Calorie Calculator

    Estimate how many calories your body needs each day. Enter your sex, age, height, weight and activity level, and this calorie calculator returns your BMR, your maintenance calories (TDEE) and targets for losing or gaining weight.

    Last reviewed: July 2026

    Quick answer

    With sex of male, age of 30 yr, units of metric (kg, cm), the maintenance calories is 2,662 kcal. Adjust the inputs below for your own numbers.

    Inputs

    yr

    Results

    Maintenance calories
    2,662 kcal
    TDEE — to stay the same weight
    Mild weight loss
    2,162 kcal
    ≈ 0.5 kg / 1 lb per week
    Weight gain
    3,162 kcal
    ≈ 0.5 kg / 1 lb per week
    BMR (at rest)
    1,718 kcal
    Calories burned at complete rest
    Worked example

    With sex Male, age 30 yr, units Metric (kg, cm), weight 75, this calculator returns maintenance calories 2,662 kcal and mild weight loss 2,162 kcal.

    How daily calorie needs are estimated

    This calculator uses the Mifflin-St Jeor equation, the formula most dietitians consider the most accurate for healthy adults. It first finds your basal metabolic rate (BMR) — the calories your body burns at complete rest to keep organs running — from your weight, height, age and sex. It then multiplies BMR by an activity factor to get your total daily energy expenditure (TDEE), the calories you burn across an average day including movement and exercise. TDEE is your maintenance level: eat that many calories and your weight stays roughly stable.

    Calories to lose or gain weight

    Weight change is driven by energy balance. To lose weight you eat fewer calories than you burn; to gain, you eat more. A deficit or surplus of about 500 calories a day corresponds to roughly half a kilogram (one pound) per week, because a pound of body fat stores roughly 3,500 calories. This calculator shows a mild-loss target 500 below maintenance and a gain target 500 above. Aggressive deficits are harder to sustain and can cost muscle, so a moderate adjustment is usually more effective over time.

    Why activity level matters so much

    Your activity factor often swings your daily needs by hundreds of calories, so choosing it honestly is the most important input. Sedentary covers a desk job with little exercise; the higher levels add structured training or physical work. People commonly overestimate how active they are, which inflates the target and stalls fat loss. If your weight does not move as expected after a couple of weeks, your real activity level is probably one step lower than you picked — adjust and re-run rather than assuming the formula is wrong.

EXERCISE 1:
List every input that the calorie calculator page says you enter.
EXERCISE 2:
Give the calorie calculator page again from "Why activity level" up to and including "formula is wrong.", switching "Sedentary" to "Inactive".
EXERCISE 3:
Pick up the calorie calculator page after its final sentence and keep writing it.

PROVIDED INFORMATION:
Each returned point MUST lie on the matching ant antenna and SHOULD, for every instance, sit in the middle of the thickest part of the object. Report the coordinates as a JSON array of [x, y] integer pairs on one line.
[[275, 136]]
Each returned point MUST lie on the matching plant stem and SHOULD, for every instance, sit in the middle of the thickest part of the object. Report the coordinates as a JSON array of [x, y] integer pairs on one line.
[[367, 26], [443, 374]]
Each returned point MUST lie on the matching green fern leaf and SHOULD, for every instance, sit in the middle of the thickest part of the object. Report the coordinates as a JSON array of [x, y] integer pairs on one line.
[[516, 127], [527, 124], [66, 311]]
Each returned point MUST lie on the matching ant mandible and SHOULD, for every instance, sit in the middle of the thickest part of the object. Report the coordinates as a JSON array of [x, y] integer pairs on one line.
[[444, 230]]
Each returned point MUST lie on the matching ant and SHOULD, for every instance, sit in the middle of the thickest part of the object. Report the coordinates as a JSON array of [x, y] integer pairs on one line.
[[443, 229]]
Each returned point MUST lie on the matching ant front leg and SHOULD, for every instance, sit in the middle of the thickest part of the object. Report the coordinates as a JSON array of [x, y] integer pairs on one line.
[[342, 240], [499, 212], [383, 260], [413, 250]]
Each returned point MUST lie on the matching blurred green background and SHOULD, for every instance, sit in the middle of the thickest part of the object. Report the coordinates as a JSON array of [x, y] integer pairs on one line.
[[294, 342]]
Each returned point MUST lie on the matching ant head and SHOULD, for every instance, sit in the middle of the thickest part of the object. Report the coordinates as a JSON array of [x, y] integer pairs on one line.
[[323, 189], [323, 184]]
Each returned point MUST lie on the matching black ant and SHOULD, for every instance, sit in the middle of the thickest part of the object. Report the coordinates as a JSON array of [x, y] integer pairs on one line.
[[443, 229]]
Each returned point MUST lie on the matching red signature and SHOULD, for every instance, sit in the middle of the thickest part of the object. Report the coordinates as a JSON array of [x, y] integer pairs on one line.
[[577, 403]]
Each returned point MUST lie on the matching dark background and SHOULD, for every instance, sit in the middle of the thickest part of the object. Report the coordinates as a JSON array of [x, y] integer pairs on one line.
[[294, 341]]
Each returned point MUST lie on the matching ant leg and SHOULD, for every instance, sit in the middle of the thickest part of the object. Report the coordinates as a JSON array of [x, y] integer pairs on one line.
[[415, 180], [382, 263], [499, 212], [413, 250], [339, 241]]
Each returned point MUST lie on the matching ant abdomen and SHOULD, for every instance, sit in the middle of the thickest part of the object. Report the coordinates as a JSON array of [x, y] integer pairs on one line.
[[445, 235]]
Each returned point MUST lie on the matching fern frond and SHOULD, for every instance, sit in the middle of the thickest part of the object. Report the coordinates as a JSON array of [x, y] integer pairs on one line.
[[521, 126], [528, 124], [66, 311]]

...

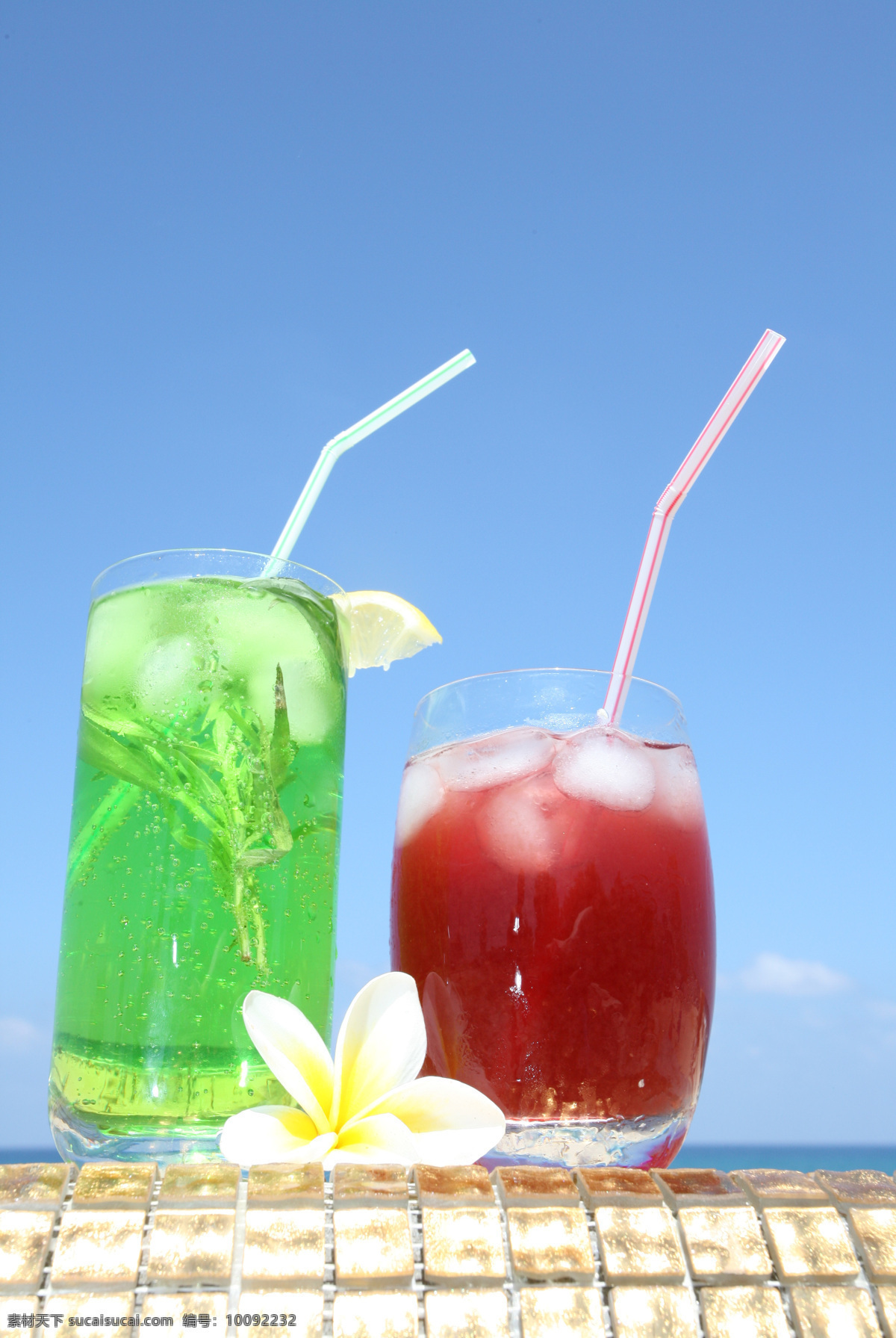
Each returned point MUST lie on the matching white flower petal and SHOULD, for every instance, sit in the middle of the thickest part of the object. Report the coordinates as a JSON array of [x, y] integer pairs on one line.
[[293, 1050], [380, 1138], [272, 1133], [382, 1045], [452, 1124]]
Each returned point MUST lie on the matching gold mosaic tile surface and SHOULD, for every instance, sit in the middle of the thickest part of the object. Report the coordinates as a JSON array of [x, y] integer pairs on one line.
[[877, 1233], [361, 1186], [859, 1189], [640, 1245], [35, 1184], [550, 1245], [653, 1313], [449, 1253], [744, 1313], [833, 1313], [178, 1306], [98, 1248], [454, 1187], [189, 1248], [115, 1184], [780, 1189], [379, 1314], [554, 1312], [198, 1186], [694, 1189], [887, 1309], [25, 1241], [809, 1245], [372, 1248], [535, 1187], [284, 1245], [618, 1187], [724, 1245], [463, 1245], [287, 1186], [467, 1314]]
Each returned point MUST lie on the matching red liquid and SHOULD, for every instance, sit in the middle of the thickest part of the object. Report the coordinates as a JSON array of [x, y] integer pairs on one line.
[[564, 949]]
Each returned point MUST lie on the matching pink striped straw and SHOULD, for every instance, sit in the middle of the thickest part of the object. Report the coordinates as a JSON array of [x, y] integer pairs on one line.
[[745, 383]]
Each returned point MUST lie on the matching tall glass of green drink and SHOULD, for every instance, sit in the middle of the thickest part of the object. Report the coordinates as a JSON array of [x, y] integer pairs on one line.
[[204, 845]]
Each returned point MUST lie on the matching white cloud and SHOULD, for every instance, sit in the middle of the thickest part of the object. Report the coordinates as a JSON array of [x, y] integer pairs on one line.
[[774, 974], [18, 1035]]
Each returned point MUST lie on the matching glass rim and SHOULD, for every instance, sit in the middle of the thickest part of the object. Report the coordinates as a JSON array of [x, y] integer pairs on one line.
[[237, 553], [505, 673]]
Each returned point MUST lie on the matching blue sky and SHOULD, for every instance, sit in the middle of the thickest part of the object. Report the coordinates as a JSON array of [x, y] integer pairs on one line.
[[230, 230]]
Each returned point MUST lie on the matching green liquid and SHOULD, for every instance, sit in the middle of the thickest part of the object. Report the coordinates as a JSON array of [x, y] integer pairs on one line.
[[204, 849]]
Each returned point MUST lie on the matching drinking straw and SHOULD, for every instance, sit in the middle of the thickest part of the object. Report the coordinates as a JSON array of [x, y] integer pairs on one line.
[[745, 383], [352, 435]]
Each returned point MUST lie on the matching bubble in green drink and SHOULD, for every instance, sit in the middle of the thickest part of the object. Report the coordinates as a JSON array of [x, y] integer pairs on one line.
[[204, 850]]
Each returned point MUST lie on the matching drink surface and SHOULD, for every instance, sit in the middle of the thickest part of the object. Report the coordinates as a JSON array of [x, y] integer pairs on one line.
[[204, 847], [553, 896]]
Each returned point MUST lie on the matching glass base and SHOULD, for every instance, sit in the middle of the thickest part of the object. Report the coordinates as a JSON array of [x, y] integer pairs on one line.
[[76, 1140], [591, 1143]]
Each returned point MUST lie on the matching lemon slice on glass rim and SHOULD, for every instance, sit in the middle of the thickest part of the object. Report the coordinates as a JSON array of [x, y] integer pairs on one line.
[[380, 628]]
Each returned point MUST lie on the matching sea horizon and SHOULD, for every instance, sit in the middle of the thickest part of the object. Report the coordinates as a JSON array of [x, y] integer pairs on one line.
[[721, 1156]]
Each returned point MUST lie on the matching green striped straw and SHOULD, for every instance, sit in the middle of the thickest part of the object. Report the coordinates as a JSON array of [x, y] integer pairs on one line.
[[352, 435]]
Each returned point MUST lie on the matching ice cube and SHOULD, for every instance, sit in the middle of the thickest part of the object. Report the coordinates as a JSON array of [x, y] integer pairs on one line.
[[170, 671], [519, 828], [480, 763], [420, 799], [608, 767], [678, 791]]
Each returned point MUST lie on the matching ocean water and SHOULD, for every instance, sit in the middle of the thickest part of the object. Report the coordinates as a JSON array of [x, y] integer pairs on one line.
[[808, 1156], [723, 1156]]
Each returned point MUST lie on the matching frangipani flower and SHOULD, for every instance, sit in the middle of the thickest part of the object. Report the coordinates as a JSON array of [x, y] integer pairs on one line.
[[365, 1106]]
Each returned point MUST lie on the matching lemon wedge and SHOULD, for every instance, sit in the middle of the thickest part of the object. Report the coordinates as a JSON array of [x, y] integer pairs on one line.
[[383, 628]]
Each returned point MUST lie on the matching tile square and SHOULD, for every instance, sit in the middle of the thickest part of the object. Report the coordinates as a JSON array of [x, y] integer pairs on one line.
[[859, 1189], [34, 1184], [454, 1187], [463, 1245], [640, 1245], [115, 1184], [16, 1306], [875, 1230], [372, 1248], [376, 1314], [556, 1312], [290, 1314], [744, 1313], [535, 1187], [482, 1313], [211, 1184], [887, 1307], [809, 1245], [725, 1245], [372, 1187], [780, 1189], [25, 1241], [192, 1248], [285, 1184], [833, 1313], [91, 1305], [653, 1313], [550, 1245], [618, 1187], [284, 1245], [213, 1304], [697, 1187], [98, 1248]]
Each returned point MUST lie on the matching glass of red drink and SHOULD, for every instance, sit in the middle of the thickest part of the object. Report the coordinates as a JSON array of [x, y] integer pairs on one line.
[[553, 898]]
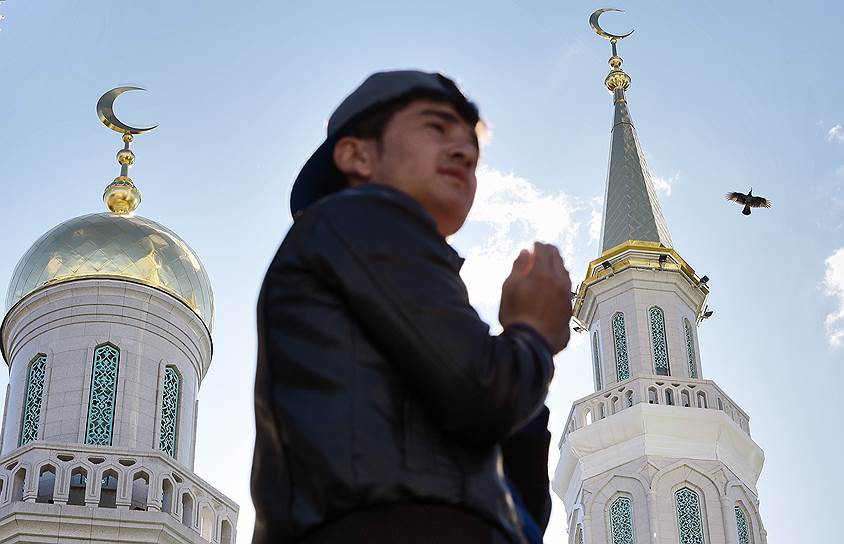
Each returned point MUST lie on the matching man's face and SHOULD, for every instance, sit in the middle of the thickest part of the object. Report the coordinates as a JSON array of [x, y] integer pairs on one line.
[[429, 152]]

FINAL ANSWER 1:
sex, age, height, weight, activity level

FINAL ANSWER 2:
Why activity level matters so much

    Your activity factor often swings your daily needs by hundreds of calories, so choosing it honestly is the most important input. Inactive covers a desk job with little exercise; the higher levels add structured training or physical work. People commonly overestimate how active they are, which inflates the target and stalls fat loss. If your weight does not move as expected after a couple of weeks, your real activity level is probably one step lower than you picked — adjust and re-run rather than assuming the formula is wrong.

FINAL ANSWER 3:
    Treat the number as a starting point

    These figures are estimates for an average healthy adult; real metabolism varies with genetics, body composition, hormones and medical conditions. Use the maintenance number as a baseline, track your weight over two to three weeks, and adjust calories up or down based on what actually happens to your weight. BMI and calorie figures are general estimates, not medical advice. They do not account for muscle mass, body composition, pregnancy or medical conditions — consult a doctor or registered dietitian for guidance specific to you.

    Frequently asked questions

    How many calories should I eat a day?

    It depends on your BMR and activity level. This calculator estimates your maintenance calories (TDEE) and shows targets 500 below for weight loss and 500 above for weight gain.

    What is the difference between BMR and TDEE?

    BMR is the calories you burn at complete rest. TDEE is BMR multiplied by an activity factor, giving the total calories you burn in a typical day including movement and exercise.

    How fast will I lose weight in a 500-calorie deficit?

    Roughly half a kilogram or one pound per week, since a pound of fat stores about 3,500 calories. Actual results vary with adherence and individual metabolism.

    Which calorie formula does this use?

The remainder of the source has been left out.